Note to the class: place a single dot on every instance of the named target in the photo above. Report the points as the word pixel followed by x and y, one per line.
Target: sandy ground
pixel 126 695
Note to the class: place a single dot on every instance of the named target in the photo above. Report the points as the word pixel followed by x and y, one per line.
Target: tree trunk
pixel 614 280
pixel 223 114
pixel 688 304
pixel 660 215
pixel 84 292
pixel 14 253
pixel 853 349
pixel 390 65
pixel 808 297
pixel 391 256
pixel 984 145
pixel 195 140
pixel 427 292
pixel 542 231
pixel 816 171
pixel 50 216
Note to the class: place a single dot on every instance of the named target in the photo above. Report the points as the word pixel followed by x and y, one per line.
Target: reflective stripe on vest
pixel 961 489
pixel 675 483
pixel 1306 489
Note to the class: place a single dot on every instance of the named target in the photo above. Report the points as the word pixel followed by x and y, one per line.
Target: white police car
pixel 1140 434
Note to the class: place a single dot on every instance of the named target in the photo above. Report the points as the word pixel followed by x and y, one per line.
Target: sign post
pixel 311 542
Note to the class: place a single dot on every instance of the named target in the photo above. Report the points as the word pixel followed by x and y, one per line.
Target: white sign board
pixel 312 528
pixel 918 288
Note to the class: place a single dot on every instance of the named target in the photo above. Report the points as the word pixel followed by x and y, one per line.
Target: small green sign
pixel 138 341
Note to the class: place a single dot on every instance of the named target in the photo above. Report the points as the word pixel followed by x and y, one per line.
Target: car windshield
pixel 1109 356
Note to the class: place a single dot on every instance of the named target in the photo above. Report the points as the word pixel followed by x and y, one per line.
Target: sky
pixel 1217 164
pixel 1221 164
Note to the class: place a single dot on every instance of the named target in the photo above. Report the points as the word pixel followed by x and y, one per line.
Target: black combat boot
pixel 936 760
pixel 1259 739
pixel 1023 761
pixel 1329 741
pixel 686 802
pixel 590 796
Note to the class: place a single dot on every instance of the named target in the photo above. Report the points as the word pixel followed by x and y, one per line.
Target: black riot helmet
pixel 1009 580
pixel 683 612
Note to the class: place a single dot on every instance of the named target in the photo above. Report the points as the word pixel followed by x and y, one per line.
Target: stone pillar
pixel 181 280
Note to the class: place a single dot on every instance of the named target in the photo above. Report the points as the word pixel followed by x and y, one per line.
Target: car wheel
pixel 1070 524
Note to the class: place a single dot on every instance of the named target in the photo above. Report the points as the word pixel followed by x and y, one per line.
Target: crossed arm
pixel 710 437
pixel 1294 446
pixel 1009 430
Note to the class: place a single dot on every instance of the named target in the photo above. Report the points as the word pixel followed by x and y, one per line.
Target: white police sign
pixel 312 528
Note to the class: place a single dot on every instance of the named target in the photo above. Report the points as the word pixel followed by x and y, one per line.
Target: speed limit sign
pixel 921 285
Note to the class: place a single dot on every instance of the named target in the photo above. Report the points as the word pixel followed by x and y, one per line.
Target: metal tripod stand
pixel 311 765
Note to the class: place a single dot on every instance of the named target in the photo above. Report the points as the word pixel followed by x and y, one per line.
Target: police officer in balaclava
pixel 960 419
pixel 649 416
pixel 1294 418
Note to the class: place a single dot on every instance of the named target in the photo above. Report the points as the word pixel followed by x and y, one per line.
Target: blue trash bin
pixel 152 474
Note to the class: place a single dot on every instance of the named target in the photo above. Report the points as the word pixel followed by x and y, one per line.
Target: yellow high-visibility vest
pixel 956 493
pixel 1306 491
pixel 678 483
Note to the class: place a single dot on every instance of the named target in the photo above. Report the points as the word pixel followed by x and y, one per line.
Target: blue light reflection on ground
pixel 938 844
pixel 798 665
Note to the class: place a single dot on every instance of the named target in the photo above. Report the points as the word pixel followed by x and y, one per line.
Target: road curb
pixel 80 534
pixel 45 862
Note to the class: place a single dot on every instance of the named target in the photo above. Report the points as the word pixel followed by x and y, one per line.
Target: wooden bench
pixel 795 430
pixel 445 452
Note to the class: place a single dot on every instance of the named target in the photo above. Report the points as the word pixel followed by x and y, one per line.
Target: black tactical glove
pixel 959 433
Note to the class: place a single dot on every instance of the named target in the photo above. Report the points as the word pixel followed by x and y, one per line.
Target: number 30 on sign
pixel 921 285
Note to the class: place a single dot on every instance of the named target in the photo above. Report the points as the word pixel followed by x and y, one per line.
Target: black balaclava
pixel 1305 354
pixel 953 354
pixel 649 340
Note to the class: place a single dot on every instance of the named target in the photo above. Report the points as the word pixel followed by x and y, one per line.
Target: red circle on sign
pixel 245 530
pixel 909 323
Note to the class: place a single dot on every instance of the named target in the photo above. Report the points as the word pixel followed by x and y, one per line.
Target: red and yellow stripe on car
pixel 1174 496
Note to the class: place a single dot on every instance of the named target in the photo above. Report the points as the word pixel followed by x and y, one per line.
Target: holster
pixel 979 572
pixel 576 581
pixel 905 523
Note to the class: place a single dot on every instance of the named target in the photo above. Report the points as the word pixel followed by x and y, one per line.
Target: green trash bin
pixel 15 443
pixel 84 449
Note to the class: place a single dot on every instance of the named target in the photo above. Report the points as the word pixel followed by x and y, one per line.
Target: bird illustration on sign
---*---
GIVEN INSTRUCTION:
Rewrite the stretch of the listing from its start through the line containing "pixel 126 695", requests included. Multiply every coordinate in the answers by 1.9 and round to whole numbers, with halves rounding up.

RESULT:
Note to the class: place a single dot on every instance of the named target in the photo above. Report the points as the word pixel followed by x and y, one per line.
Target: sandy ground
pixel 239 1321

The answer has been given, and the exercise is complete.